■ The problem
Copy out the lines from the records verbatim, starting at the line that contains "Annotate each instance of the sun" and ending with the line that contains "x=964 y=254", both included.

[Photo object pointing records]
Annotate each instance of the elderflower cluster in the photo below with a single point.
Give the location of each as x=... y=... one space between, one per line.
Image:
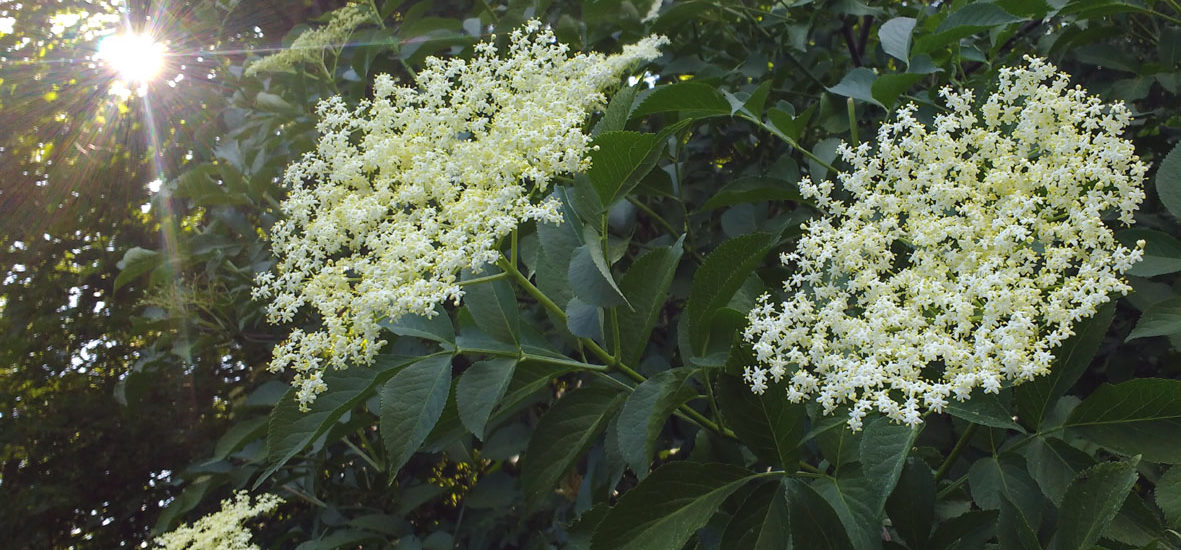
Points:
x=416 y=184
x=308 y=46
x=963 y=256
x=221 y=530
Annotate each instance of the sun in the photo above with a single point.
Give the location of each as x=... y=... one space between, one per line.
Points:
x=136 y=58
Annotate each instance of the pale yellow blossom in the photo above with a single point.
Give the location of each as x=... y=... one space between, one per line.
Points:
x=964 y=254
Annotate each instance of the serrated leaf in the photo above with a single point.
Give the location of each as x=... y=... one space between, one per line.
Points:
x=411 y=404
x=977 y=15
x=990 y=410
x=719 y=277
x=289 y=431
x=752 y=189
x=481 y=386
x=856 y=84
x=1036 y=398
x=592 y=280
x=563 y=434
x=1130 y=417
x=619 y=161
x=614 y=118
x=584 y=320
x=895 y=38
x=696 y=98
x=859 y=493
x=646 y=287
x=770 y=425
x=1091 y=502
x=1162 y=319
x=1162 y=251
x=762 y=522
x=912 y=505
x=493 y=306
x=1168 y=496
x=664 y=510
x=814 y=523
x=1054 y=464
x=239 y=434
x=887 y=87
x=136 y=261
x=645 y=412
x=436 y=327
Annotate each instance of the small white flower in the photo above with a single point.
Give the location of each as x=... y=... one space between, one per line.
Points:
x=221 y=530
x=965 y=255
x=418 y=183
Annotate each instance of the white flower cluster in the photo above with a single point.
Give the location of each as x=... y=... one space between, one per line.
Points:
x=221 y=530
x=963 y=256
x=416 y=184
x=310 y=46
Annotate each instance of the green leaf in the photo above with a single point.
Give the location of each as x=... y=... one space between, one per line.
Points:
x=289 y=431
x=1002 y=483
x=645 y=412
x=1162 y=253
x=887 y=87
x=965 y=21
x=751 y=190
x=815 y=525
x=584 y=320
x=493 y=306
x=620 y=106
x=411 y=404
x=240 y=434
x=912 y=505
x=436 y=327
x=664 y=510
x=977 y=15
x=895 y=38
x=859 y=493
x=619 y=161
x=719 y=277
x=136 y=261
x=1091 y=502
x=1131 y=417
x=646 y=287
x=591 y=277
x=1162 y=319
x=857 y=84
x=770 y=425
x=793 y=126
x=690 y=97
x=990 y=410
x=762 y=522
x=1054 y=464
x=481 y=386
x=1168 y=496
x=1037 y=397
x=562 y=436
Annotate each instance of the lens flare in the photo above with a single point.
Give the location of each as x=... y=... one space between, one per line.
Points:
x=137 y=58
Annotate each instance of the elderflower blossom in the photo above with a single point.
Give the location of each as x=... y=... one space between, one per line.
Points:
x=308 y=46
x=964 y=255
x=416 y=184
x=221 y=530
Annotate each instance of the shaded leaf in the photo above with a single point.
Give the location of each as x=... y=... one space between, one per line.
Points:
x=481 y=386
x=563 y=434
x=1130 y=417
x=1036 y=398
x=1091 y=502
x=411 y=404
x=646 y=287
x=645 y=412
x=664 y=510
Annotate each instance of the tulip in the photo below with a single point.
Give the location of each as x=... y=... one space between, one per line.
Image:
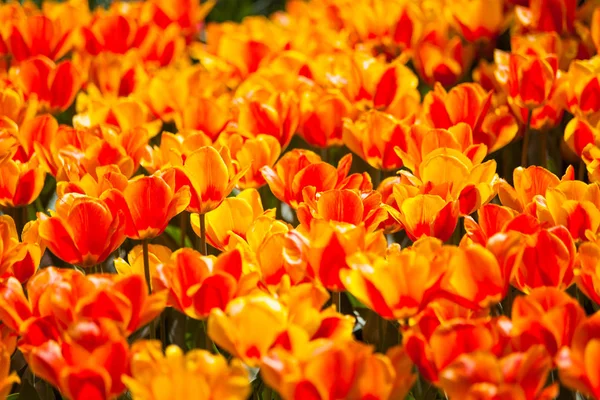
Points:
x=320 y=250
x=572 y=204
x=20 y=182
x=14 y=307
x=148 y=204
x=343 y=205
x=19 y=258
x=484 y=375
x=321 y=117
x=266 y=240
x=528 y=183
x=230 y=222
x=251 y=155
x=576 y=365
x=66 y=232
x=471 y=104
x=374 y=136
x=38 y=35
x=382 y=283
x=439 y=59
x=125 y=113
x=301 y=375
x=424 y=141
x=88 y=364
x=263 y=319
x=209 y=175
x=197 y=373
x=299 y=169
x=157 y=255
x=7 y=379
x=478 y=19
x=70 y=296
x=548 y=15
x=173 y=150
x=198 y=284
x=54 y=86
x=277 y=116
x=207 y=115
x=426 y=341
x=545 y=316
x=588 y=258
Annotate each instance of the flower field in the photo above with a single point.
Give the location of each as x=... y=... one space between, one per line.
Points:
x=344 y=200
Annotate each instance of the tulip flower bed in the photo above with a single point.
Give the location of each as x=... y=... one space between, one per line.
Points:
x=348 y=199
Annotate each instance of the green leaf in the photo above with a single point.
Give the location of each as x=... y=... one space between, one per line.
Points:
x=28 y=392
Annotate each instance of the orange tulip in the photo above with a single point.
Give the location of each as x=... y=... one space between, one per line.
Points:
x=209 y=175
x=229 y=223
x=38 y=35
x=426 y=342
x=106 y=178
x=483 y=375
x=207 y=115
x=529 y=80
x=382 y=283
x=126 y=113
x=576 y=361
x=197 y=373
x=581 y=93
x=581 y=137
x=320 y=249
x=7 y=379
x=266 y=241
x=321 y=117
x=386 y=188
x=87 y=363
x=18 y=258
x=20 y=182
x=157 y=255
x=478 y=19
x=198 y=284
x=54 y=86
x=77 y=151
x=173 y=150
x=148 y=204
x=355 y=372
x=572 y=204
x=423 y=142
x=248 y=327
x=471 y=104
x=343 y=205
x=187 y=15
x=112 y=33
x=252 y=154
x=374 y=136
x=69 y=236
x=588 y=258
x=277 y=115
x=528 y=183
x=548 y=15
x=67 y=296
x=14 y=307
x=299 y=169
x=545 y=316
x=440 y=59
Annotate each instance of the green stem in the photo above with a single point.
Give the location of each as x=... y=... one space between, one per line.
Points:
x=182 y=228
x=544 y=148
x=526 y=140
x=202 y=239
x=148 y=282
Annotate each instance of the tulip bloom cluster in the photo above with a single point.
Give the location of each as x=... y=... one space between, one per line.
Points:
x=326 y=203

■ Right answer
Annotate each instance of the sun in the photo above with a single point.
Give the location of each as x=... y=... one space between, one per line.
Points:
x=136 y=58
Annotate each instance of the pale yellow blossom in the photo above with a single point.
Give the location of each as x=... y=... one space between, one per line.
Points:
x=964 y=254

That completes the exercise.